- **How to complete this task**
Count the lines in the records beneath this task that contain the string "below", then give the count by itself.

Point-per-instance localization data
☆ ☆ ☆ ☆

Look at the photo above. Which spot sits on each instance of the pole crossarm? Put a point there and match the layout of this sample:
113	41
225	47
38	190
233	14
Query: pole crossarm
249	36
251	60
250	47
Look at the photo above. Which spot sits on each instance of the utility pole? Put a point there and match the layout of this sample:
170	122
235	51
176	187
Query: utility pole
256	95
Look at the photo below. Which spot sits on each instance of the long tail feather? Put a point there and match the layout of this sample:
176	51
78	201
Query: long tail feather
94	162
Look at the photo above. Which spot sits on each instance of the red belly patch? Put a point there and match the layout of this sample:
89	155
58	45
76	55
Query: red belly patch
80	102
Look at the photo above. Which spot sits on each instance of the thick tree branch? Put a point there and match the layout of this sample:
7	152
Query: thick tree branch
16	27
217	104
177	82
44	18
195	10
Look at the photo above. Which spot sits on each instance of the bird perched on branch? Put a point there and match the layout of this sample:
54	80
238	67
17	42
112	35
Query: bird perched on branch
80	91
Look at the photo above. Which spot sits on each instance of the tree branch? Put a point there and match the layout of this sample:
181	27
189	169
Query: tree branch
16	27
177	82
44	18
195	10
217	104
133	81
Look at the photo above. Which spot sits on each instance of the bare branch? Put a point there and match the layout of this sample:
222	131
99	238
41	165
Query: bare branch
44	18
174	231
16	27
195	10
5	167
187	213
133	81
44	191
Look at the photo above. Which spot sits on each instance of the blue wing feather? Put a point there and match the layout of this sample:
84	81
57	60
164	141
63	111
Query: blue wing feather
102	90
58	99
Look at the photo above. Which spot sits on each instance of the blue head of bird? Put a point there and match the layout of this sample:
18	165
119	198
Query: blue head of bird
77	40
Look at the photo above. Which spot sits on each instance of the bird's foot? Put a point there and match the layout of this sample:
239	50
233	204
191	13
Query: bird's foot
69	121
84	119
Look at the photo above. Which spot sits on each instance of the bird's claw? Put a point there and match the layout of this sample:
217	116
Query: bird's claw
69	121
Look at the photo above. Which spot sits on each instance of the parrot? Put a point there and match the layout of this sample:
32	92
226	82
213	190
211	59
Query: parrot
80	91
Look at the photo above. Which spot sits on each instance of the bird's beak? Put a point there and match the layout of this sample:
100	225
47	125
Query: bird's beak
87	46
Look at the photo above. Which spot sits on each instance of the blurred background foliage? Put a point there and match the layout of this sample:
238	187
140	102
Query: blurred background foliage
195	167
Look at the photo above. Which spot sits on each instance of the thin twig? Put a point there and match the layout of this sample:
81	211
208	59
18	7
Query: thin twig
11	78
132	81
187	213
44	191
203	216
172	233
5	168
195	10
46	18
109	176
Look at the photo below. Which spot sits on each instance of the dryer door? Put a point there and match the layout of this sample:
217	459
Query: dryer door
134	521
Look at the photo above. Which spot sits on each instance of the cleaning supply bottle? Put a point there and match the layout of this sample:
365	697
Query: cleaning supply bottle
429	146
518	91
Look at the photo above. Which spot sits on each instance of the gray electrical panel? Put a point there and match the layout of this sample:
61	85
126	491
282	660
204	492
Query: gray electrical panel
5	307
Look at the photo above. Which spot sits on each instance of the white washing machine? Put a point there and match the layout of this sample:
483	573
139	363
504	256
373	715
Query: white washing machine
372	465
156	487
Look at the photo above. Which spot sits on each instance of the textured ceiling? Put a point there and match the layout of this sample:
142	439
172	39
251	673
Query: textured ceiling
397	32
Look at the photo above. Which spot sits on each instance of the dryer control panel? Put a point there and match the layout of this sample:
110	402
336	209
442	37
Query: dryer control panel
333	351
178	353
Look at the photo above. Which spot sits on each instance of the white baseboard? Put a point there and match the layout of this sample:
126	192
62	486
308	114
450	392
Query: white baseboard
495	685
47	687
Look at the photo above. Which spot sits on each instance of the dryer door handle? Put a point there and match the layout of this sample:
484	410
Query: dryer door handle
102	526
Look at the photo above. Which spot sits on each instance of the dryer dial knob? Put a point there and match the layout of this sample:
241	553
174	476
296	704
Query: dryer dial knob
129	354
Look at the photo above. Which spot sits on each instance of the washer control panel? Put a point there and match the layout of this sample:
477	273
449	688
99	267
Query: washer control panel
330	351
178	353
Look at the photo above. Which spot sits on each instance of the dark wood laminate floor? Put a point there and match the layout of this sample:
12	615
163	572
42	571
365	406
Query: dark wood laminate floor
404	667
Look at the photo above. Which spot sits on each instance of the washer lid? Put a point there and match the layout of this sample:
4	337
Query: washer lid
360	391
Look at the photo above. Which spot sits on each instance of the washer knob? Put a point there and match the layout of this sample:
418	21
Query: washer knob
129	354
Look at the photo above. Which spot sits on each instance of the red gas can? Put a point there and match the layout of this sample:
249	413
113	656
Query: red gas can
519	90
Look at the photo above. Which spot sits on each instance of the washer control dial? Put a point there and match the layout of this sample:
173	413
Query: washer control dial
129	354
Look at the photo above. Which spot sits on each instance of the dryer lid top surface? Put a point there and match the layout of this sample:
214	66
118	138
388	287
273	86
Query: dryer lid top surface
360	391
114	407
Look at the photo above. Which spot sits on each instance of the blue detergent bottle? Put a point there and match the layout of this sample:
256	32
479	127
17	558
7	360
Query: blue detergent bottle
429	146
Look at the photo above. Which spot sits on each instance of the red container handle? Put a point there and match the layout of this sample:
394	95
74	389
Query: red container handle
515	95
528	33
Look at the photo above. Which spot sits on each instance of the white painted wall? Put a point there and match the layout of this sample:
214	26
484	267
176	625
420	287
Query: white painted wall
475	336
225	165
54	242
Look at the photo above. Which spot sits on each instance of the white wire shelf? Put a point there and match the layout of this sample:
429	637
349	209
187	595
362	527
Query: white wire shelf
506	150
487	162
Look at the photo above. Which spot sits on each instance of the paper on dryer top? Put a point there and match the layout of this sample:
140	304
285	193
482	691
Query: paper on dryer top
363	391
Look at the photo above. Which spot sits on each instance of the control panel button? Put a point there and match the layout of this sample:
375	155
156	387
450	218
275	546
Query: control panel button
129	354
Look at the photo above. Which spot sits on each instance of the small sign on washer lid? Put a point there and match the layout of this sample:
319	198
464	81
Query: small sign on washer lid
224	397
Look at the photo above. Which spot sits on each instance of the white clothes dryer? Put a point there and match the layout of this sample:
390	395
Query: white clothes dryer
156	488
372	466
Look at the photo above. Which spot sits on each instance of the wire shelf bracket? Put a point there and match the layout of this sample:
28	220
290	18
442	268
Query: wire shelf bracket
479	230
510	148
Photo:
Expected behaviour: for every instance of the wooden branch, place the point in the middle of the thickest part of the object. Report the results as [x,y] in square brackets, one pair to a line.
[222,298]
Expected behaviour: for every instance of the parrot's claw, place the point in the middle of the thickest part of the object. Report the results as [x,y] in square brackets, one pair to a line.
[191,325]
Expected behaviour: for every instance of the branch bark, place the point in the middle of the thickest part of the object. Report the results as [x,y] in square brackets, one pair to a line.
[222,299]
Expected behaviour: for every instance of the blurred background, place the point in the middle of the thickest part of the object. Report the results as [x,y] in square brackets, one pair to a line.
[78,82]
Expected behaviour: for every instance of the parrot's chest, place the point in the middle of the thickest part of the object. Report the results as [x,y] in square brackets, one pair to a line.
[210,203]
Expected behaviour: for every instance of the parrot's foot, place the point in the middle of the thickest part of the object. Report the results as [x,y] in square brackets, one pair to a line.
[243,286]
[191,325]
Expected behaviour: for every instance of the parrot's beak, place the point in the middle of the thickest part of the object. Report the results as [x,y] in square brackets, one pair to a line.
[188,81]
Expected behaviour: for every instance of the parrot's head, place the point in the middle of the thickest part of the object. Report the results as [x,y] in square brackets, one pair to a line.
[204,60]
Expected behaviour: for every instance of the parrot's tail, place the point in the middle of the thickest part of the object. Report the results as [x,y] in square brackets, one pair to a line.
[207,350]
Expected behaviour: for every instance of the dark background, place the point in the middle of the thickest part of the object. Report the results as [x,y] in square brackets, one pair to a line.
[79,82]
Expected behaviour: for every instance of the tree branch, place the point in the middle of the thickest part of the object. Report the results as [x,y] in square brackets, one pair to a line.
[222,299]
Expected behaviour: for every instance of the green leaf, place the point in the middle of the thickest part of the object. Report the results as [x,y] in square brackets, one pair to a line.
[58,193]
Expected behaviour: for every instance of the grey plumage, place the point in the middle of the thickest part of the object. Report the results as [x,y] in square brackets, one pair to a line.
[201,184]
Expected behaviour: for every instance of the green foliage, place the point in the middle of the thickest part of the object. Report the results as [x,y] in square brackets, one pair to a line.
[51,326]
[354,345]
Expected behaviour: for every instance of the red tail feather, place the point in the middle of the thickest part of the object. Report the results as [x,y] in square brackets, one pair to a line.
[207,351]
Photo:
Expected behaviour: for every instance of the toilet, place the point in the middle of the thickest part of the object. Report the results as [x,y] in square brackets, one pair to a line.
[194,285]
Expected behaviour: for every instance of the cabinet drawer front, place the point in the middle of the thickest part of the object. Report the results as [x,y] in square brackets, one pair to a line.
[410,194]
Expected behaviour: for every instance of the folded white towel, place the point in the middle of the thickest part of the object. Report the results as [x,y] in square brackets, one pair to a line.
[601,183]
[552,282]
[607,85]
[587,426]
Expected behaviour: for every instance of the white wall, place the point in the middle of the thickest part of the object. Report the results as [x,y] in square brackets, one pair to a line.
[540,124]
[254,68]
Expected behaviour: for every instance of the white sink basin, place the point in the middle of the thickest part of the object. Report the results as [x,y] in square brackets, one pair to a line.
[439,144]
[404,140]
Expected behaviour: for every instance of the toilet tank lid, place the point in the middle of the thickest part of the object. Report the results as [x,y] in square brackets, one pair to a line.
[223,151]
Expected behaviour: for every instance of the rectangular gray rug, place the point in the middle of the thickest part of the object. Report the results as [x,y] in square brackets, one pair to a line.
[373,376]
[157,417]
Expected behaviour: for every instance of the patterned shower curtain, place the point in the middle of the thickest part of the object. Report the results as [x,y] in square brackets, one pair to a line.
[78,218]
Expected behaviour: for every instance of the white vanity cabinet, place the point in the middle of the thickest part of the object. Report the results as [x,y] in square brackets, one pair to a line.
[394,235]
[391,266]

☆ ☆ ☆ ☆

- **Task result**
2